◆ **To be done**
Reproduce every item below word for word, keeping each line and its order unchanged.

>> begin Data to use

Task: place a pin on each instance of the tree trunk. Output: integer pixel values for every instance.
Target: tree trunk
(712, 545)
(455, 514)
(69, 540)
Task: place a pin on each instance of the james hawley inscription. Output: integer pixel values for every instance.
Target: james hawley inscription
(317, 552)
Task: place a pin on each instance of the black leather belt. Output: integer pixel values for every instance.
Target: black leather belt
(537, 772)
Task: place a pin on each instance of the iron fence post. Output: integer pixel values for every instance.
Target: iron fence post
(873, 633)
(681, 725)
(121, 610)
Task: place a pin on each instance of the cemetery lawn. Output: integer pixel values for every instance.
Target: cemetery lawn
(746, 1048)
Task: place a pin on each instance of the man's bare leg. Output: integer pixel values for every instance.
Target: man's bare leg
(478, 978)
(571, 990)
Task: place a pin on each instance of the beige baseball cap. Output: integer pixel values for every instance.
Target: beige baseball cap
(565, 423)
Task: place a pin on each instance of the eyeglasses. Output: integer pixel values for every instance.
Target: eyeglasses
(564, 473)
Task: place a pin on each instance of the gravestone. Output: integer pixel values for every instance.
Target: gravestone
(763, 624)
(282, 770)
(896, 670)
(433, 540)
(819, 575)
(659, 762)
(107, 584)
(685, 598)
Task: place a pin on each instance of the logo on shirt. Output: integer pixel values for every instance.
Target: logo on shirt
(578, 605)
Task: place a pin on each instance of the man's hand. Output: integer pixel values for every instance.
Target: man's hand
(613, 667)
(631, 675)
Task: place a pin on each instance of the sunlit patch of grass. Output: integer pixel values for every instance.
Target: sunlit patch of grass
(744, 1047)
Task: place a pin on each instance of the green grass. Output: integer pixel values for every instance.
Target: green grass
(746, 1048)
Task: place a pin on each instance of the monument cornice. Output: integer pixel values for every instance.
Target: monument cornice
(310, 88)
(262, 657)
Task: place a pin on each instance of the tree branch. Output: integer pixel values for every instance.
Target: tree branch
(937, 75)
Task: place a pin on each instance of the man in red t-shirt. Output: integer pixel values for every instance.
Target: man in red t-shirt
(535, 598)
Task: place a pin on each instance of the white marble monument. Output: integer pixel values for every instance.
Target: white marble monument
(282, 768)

>> end Data to use

◆ **Solution for this problem**
Task: place a pin on each instance of the tree trunk. Output: integer pixel values for every instance.
Target: tree trunk
(712, 545)
(455, 514)
(69, 540)
Task: place a pin on each instance of the james hawley inscription. Output: integer pixel values for every instance.
Target: james hawley inscription
(317, 552)
Task: place a pin on each instance of the black leather belt. Output: integer pixel values for every instance.
Target: black leather belt
(537, 772)
Task: place a pin on each instance of the iron fence post. Output: integer pixel values for every instance.
Target: iron fence post
(873, 633)
(681, 725)
(121, 610)
Task: place a pin on each instance of the cemetery lawn. Output: integer pixel values for every instance.
Target: cemetery lawn
(746, 1048)
Task: place a pin on each instance of the man's bare leg. Output: integer pixel values for every instance.
Target: man's bare leg
(478, 978)
(571, 990)
Task: place a pin on each instance of the beige baseball cap. Output: integer pixel values for every instance.
Target: beige baseball cap
(565, 423)
Task: place a pin on each instance of the eyeglasses. Output: integer pixel values for every instance.
Target: eyeglasses
(564, 473)
Task: place a pin on each instance of the gravestone. Output: integer pixel values for every instance.
Target: gravestone
(763, 624)
(282, 770)
(896, 670)
(433, 540)
(819, 575)
(659, 762)
(107, 584)
(685, 598)
Task: place a pin on each instance of the logo on shirt. Output: integer pixel values for every instance.
Target: logo on shirt
(578, 605)
Task: place a pin on each instance of the man's hand. Output: integer pixel values for every instance.
Target: man's hand
(613, 667)
(631, 675)
Task: place a pin on each instance of the sunlit patch of grass. Output: integer pixel values for every instance.
Target: sunlit patch of grass
(744, 1047)
Task: place a pin on each instance of the green grass. Output: integer pixel values for every instance.
Target: green grass
(746, 1048)
Task: place a pin on each instance of the monument cornice. Output: integer pixel values for every instance.
Target: monument cornice
(310, 88)
(262, 657)
Task: place a pin on each instance of the tree branch. Output: integer pixel values for every instance.
Target: tree branch
(937, 75)
Task: place a pin on each instance of the man in red t-shirt. Output: integer pixel values for every instance.
Target: man in red t-shirt
(535, 598)
Task: place a pin on each instance of the white marble monument. Output: integer pixel values for every instance.
Target: white marble monument
(282, 768)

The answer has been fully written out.